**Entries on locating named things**
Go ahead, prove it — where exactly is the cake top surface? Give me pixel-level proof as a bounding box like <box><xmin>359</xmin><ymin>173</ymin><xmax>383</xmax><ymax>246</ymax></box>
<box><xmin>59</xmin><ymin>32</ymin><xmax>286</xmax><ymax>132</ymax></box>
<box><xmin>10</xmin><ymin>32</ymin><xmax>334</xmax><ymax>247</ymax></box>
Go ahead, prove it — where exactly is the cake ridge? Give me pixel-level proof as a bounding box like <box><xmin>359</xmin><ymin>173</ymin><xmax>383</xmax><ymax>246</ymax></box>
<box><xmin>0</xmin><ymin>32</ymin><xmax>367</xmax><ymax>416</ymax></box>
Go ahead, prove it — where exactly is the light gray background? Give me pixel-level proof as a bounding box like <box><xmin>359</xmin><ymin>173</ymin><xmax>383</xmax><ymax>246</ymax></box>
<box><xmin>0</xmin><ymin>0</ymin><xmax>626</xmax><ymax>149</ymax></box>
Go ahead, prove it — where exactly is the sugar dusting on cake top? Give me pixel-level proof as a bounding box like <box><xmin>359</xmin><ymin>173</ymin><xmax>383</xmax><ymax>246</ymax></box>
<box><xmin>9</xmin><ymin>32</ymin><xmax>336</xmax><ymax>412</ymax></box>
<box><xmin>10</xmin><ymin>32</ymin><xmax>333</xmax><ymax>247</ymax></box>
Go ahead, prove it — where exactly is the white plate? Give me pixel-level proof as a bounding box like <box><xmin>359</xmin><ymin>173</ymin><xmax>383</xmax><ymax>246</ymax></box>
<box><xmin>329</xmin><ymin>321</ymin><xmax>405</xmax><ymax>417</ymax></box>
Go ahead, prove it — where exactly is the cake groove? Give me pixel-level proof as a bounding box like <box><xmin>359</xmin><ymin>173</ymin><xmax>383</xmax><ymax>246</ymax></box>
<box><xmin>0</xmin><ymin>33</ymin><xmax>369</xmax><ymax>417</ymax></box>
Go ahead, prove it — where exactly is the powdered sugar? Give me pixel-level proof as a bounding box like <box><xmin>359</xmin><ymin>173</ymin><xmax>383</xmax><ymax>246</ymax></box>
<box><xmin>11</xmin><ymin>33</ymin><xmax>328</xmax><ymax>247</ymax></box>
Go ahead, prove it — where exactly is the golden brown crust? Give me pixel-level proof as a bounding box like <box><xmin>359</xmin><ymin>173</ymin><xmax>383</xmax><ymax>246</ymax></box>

**The request**
Please retype every item above, word for word.

**Output**
Go ahead, prove it — where exactly is the cake top surface? Give me pixel-level proof as a bounding box like <box><xmin>359</xmin><ymin>173</ymin><xmax>383</xmax><ymax>246</ymax></box>
<box><xmin>59</xmin><ymin>32</ymin><xmax>286</xmax><ymax>132</ymax></box>
<box><xmin>10</xmin><ymin>32</ymin><xmax>334</xmax><ymax>247</ymax></box>
Go ahead, prove it — where exactly is the cake ridge? Give me pixel-level proof as a bounding box like <box><xmin>359</xmin><ymin>173</ymin><xmax>383</xmax><ymax>246</ymax></box>
<box><xmin>0</xmin><ymin>32</ymin><xmax>367</xmax><ymax>416</ymax></box>
Go ahead, prove it — where exactly is the light gray background? Give me pixel-level proof as a bounding box like <box><xmin>359</xmin><ymin>173</ymin><xmax>383</xmax><ymax>246</ymax></box>
<box><xmin>0</xmin><ymin>0</ymin><xmax>626</xmax><ymax>149</ymax></box>
Go ahead, prove it — where exactly is the sugar dusting on cake top? Give me pixel-level proof as a bounding box like <box><xmin>359</xmin><ymin>173</ymin><xmax>383</xmax><ymax>246</ymax></box>
<box><xmin>9</xmin><ymin>32</ymin><xmax>336</xmax><ymax>412</ymax></box>
<box><xmin>10</xmin><ymin>32</ymin><xmax>333</xmax><ymax>247</ymax></box>
Go ahead, prove it — where exactly is the white plate? Give me pixel-level proof as a bounding box like <box><xmin>359</xmin><ymin>173</ymin><xmax>383</xmax><ymax>246</ymax></box>
<box><xmin>329</xmin><ymin>321</ymin><xmax>405</xmax><ymax>417</ymax></box>
Go ahead, prove it — where exactly is the cake groove? Give me pixel-level proof as a bounding box like <box><xmin>359</xmin><ymin>173</ymin><xmax>383</xmax><ymax>246</ymax></box>
<box><xmin>0</xmin><ymin>33</ymin><xmax>369</xmax><ymax>417</ymax></box>
Go ahead, prove it — where exactly is the powdered sugar? Give me pixel-level proof as a bounding box like <box><xmin>359</xmin><ymin>173</ymin><xmax>383</xmax><ymax>246</ymax></box>
<box><xmin>11</xmin><ymin>33</ymin><xmax>328</xmax><ymax>247</ymax></box>
Go ahead, prove it — where exactly is the golden brown crust? Give me pixel-level proof as a bounding box like <box><xmin>359</xmin><ymin>173</ymin><xmax>383</xmax><ymax>246</ymax></box>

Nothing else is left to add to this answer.